Task goal.
Among the lines below, take the one holding "spot the row of column.", the one holding "spot the green grass patch.", and all lines between them. Set them down exactly.

Input records.
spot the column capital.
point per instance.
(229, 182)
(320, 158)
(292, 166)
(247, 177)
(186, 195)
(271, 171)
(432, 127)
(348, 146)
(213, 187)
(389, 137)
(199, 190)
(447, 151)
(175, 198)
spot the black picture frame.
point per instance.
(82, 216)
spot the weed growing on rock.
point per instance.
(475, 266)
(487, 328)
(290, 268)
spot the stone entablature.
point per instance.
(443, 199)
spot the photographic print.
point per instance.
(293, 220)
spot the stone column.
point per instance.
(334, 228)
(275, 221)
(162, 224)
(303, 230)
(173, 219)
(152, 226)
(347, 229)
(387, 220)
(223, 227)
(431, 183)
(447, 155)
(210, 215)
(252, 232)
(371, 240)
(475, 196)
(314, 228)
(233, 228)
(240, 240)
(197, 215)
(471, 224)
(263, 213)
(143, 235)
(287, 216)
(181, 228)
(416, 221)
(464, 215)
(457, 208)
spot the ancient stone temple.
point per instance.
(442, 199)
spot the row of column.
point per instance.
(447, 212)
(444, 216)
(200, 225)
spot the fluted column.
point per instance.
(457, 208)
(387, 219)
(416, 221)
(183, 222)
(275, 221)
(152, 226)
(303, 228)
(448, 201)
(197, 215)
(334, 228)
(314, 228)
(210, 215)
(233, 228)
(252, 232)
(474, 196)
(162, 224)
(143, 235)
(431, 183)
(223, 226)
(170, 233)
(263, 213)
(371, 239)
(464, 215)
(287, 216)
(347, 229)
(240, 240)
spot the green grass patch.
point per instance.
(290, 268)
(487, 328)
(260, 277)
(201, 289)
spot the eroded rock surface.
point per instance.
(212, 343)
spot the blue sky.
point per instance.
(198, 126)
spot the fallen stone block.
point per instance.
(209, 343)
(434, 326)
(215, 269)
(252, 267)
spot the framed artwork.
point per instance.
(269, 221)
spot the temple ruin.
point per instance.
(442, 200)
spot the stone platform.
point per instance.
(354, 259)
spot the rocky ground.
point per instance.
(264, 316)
--
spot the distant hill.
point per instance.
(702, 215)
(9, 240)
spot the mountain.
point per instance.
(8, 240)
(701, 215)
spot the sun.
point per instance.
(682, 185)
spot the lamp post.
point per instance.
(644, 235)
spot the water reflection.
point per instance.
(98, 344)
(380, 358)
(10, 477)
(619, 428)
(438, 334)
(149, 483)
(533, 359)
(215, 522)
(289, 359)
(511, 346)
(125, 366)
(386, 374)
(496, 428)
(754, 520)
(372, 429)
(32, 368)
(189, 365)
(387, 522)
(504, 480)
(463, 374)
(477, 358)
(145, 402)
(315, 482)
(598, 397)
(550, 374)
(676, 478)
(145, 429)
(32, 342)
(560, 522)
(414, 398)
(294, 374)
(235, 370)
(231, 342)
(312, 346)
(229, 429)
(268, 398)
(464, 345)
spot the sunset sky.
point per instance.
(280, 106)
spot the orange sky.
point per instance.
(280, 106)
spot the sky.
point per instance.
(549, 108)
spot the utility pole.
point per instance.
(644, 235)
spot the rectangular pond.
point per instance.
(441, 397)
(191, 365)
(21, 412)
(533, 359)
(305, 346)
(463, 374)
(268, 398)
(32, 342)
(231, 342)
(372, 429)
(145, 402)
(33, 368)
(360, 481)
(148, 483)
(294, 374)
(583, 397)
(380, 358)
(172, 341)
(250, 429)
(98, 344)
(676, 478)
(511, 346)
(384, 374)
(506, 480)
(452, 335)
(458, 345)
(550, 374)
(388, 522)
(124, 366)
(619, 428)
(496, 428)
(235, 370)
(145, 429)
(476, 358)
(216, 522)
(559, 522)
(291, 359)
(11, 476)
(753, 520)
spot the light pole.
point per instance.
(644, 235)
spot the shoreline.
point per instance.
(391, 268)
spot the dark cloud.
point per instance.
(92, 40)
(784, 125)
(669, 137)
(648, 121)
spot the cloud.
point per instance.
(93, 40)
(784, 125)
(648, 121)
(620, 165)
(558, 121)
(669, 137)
* * *
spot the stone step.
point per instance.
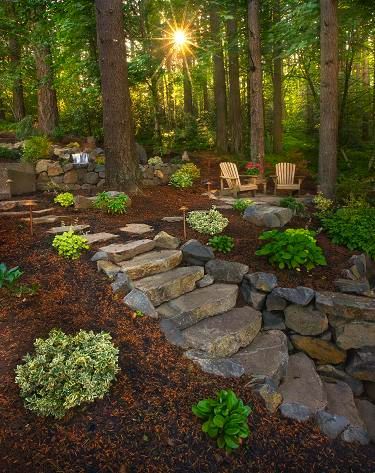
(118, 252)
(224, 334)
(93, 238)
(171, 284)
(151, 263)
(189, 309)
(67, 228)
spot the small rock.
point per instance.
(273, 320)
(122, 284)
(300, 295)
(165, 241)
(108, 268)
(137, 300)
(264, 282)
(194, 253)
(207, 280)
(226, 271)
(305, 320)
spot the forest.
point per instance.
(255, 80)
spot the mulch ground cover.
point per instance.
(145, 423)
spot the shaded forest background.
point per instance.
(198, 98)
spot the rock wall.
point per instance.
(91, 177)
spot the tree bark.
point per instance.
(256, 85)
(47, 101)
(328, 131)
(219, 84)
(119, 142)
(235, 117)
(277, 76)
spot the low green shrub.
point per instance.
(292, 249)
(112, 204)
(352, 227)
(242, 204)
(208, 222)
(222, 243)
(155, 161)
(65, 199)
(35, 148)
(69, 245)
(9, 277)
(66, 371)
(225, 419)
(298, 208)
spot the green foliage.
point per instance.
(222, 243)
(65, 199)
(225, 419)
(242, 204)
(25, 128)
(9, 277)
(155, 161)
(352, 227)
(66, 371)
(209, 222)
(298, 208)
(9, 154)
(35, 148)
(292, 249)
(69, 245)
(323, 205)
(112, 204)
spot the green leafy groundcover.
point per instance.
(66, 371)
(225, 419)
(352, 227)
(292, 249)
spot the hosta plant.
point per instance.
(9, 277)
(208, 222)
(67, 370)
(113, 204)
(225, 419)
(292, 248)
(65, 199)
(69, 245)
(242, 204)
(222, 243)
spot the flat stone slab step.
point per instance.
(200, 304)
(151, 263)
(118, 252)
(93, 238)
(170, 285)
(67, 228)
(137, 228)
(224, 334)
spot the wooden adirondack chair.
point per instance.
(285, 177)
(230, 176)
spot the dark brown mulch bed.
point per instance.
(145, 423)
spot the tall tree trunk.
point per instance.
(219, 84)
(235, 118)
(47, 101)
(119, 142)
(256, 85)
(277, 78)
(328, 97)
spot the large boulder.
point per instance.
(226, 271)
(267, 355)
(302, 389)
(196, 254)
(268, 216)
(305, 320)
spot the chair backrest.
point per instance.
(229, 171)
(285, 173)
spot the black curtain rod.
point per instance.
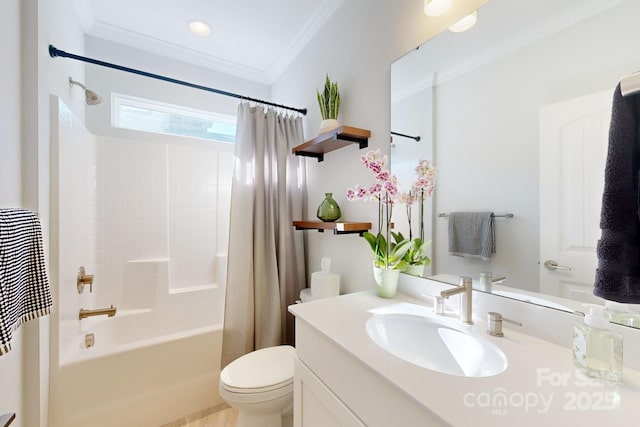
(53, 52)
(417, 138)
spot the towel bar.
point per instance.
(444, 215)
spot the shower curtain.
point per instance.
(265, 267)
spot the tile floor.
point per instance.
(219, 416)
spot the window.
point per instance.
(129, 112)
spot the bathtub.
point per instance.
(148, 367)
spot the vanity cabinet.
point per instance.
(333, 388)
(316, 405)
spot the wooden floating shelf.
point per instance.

Task result.
spot the row of column.
point per instance.
(447, 212)
(444, 216)
(200, 225)
spot the fluted column.
point per instance.
(457, 208)
(387, 219)
(416, 221)
(183, 222)
(275, 221)
(152, 226)
(303, 228)
(448, 201)
(197, 215)
(334, 228)
(314, 228)
(210, 215)
(233, 228)
(252, 232)
(474, 196)
(162, 224)
(143, 235)
(431, 183)
(223, 226)
(170, 233)
(263, 213)
(371, 239)
(464, 215)
(287, 216)
(347, 229)
(240, 240)
spot the green grass patch.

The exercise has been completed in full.